Trecho para leitura:
Daniela Garcia - Correio Braziliense


Para ficar mais perto do céu, Maria José de Souza Silva, 59 anos, recomenda um passeio no Congresso Nacional, de preferência, pelo Salão Negro da Câmara dos Deputados. Conhecida como Dona Zezé, a vigilante da principal entrada do parlamento trabalha de segunda a sexta-feira com vista para o azul infinito. Ela, que foi auxiliar de limpeza da Casa por 33 anos, encara a nova função como um prêmio em sua carreira. “Sou uma privilegiada”, diz, ao olhar o sol escaldante do começo da tarde.


Ayres Britto fez do horizonte um aliado na tomada das decisões mais difíceis

Dona Zezé lembra que tinha um apreço especial pelas manhãs em que lustrava as vidraças do Salão Negro. Ela fazia com dedicação, mas sem deixar de aproveitar o momento. “Eu dava aquela enroladinha no trabalho para olhar o céu”, confessa. Quando estava no turno da noite, a preferência era pelo Salão Verde. Segundo ela, da sala das lideranças dos partidos, também há uma bela vista a ser admirada. “É lindo quando tem lua cheia. Ela fica refletida no espelho d’água”, conta.

Vista do Salão Negro da Câmara dos Deputados: privilégio dos servidores anônimos da Casa


Apesar dos bons momentos, Zezé teve um começo difícil na Câmara. “Eu vim trabalhar aqui depois de o meu marido ser ‘matado’.” Ela conta que o esposo foi assassinado enquanto assistia a um jogo de futebol em um bar de Taguatinga Norte. Mãe de quatro filhos aos 25 anos, Zezé teve a ajuda de um cunhado para conseguir a função, como terceirizada na Casa. “Não sabia de nada quando cheguei. Meu chefe teve que me ensinar até a pôr papel higiênico no suporte”, detalha.

Zezé encarou sozinha o sustento da família. No começo, encarou jornadas de 12 horas por um salário mínimo e meio. “Não era bom para mim. E eu ainda tirava a oportunidade de alguém trabalhar por um período inteiro”, avalia. Fez um acordo com o chefe e passou a entrar na Câmara a partir das 16h e, assim, tinha tempo para fazer faxinas e complementar a renda. O trabalho noturno de Zezé coincidiu com a época de elaboração da Constituição de 1988, quando as sessões rendiam até de madrugada. “Nós, da limpeza, tínhamos que ficar. A gente não poderia deixar de limpar os banheiros”, explica.

Enunciado 1:
Extraia da listagem todas as linhas em que aparece a palavra "shoreline", levando em conta maiúsculas e minúsculas.

Itens:

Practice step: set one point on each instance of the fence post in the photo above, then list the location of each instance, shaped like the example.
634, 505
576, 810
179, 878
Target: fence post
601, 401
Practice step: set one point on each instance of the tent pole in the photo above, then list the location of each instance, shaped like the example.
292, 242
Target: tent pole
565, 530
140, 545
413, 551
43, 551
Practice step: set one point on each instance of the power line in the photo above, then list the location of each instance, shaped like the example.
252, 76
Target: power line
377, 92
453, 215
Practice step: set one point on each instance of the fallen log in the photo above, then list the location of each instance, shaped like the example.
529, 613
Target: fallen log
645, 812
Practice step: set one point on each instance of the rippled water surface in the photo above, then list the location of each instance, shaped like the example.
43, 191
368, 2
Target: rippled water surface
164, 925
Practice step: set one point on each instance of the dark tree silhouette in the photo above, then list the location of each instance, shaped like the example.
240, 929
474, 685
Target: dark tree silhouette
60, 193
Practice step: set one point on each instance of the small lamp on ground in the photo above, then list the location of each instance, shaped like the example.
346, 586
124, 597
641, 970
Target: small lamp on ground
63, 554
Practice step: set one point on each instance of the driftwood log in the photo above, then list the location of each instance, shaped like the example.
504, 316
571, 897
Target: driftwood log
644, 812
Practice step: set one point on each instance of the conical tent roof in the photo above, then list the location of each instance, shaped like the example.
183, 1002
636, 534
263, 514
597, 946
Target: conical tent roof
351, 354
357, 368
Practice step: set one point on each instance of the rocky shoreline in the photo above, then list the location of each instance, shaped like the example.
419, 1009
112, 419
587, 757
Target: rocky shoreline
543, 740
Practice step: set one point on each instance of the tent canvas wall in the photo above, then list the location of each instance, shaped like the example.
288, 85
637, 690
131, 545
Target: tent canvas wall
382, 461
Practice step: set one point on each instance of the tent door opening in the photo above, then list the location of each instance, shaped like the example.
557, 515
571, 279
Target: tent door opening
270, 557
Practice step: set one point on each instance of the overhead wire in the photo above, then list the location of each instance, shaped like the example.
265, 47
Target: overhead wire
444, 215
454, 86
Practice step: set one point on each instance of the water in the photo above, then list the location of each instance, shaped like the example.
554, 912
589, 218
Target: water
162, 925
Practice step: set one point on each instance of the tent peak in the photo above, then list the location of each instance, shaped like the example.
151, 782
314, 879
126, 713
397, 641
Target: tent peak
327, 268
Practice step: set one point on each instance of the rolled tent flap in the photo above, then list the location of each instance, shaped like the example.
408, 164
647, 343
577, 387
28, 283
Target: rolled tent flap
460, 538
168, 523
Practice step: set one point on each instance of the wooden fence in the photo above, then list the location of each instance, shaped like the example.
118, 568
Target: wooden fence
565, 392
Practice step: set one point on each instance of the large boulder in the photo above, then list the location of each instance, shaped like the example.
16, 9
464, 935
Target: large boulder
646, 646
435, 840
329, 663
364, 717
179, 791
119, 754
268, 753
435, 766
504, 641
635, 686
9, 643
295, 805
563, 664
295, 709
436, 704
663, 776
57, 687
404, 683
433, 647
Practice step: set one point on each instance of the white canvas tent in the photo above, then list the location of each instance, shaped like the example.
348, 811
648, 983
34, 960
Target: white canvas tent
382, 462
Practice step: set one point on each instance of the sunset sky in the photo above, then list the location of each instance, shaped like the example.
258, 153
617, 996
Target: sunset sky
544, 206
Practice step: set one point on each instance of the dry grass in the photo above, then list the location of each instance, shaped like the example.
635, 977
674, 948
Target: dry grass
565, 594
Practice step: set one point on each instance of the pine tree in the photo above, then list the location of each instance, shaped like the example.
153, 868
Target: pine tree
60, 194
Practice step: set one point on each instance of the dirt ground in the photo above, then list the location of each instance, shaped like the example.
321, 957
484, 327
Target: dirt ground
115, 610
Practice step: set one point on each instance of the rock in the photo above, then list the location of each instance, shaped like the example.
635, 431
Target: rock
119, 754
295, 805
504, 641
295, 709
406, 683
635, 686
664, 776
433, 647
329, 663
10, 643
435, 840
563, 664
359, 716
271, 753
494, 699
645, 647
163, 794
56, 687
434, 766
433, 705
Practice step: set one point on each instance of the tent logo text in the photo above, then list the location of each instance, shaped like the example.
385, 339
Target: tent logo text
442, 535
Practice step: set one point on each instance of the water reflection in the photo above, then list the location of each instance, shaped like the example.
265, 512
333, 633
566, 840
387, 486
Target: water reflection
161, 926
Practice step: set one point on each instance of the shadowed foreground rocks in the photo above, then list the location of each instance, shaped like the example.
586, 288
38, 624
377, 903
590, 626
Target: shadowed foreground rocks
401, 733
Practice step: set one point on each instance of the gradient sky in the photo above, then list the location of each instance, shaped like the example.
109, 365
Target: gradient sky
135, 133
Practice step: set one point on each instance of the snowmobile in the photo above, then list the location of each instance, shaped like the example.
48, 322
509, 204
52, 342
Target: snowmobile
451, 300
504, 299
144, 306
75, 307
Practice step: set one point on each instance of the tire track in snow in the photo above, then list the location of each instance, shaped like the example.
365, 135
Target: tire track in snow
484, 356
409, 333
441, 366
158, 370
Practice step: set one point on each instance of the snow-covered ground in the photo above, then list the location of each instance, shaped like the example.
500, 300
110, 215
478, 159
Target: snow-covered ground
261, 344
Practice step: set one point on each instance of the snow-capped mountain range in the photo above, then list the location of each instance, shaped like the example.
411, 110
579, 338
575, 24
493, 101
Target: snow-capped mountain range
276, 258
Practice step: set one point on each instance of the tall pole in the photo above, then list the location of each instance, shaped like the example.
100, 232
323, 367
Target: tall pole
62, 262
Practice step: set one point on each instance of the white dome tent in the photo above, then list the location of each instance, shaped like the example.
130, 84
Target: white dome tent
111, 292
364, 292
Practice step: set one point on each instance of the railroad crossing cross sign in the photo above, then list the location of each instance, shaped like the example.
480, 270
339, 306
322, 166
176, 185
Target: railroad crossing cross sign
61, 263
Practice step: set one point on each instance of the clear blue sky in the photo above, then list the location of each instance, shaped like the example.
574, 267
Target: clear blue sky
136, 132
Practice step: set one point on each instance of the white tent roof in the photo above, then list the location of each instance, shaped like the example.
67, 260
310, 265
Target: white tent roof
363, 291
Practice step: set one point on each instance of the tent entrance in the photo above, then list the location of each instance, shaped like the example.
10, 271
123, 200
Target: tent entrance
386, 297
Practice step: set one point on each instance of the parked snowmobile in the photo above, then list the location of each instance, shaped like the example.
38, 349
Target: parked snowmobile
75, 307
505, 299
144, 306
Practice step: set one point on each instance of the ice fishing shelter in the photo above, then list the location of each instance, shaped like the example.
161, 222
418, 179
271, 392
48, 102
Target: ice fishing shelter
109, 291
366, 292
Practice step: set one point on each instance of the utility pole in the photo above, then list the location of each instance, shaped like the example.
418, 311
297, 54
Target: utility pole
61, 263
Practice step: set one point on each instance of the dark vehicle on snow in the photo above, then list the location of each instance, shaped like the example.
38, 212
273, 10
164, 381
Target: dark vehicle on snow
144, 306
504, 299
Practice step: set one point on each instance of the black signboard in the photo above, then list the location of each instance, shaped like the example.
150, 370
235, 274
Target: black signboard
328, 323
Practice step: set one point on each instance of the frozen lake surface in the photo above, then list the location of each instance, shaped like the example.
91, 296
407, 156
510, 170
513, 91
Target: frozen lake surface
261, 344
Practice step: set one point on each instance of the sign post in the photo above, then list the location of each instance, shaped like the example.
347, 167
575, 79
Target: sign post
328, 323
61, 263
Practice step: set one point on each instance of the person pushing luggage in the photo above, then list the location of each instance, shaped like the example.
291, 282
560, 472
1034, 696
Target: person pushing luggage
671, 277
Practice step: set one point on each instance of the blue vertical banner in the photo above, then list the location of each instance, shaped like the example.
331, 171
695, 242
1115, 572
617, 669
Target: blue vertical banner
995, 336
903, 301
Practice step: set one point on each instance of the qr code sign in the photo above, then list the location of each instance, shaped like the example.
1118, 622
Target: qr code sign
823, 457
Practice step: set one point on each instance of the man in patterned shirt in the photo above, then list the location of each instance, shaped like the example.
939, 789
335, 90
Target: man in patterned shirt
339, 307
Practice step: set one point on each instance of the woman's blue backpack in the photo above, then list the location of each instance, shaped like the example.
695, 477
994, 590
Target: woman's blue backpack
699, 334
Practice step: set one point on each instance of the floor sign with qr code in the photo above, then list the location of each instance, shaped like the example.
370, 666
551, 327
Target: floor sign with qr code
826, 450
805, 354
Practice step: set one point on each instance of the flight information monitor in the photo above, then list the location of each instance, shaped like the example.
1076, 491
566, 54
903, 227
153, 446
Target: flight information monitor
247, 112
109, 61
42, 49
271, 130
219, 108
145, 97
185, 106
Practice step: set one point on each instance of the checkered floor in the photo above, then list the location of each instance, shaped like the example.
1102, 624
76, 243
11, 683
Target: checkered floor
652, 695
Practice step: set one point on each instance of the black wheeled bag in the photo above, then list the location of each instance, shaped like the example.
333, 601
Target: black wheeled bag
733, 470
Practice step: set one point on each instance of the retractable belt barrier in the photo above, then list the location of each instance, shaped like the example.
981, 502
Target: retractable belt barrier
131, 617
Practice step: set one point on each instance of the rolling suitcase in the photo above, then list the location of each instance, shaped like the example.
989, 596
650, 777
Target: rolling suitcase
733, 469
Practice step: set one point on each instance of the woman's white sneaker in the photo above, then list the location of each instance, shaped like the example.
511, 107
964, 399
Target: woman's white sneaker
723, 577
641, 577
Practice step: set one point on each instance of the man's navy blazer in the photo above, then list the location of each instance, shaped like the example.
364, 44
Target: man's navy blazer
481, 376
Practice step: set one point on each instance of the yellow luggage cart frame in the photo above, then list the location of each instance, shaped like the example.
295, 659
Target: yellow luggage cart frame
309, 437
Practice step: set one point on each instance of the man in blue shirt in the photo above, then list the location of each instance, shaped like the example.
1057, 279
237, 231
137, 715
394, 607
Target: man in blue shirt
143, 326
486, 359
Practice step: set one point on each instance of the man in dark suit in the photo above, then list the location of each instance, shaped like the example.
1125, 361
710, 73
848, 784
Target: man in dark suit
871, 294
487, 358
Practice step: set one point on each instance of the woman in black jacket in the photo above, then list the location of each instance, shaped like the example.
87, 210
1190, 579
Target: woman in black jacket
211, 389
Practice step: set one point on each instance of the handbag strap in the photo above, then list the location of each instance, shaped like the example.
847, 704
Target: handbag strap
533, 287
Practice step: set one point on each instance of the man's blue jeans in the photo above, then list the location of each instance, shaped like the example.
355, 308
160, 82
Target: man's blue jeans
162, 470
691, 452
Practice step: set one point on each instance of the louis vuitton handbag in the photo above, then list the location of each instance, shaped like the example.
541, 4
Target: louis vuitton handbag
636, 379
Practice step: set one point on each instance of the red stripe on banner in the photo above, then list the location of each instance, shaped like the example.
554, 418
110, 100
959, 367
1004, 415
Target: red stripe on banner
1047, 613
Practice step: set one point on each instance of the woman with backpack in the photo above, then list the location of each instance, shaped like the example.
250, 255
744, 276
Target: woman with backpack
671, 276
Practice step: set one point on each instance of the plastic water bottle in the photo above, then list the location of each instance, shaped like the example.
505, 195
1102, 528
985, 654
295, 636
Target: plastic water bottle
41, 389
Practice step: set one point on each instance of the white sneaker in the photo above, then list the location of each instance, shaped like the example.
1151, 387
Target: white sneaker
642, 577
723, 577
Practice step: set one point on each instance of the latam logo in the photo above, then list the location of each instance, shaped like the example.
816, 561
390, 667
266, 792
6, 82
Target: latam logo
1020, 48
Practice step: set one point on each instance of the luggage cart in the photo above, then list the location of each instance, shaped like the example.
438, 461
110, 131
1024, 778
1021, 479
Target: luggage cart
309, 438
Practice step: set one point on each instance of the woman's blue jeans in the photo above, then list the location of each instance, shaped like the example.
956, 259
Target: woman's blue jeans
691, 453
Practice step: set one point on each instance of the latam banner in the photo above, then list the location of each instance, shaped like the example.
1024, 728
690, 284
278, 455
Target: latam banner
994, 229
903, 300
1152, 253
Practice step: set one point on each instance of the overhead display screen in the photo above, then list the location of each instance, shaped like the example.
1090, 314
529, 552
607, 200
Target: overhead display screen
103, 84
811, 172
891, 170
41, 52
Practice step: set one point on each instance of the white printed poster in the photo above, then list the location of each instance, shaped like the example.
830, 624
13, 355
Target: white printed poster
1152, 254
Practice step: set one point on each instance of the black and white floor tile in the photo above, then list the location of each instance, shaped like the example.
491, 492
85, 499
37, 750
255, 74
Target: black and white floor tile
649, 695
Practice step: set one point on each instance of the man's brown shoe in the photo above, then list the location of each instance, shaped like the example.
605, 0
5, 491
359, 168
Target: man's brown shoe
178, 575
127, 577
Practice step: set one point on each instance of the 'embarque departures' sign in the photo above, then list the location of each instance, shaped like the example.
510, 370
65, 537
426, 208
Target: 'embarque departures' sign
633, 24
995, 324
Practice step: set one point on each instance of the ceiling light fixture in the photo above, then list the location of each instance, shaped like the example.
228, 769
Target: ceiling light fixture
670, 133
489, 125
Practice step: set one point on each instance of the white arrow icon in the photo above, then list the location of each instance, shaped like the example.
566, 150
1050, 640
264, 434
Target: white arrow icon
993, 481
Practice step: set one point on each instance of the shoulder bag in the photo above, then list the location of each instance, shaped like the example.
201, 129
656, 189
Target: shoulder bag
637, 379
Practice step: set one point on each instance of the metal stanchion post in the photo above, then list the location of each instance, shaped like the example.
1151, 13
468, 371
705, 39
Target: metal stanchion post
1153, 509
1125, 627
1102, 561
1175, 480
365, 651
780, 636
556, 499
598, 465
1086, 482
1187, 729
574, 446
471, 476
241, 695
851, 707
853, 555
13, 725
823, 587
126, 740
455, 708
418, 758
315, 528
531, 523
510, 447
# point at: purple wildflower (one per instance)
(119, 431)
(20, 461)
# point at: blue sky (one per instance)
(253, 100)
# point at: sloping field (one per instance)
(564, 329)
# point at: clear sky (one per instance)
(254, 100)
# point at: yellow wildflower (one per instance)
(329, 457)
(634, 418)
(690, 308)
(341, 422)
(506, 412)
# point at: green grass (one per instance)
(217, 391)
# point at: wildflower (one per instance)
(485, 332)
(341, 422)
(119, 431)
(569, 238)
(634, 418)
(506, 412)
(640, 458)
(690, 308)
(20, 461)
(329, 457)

Enunciado 2:
Responda com base no texto sobre Dona Zezé:
(a) Por quantos anos ela foi auxiliar de limpeza da Câmara?
(b) Em que lugar o marido dela foi assassinado?
(c) Depois do acordo com o chefe, a partir de que horário ela passou a entrar na Câmara?

Resposta correta 1:
Practice step: set one point on each instance of the rocky shoreline in the photo above, then list the location of each instance, shaped like the example.
Target: rocky shoreline

Resposta correta 2:
(a) Por 33 anos.
(b) Em um bar de Taguatinga Norte, enquanto assistia a um jogo de futebol.
(c) A partir das 16h.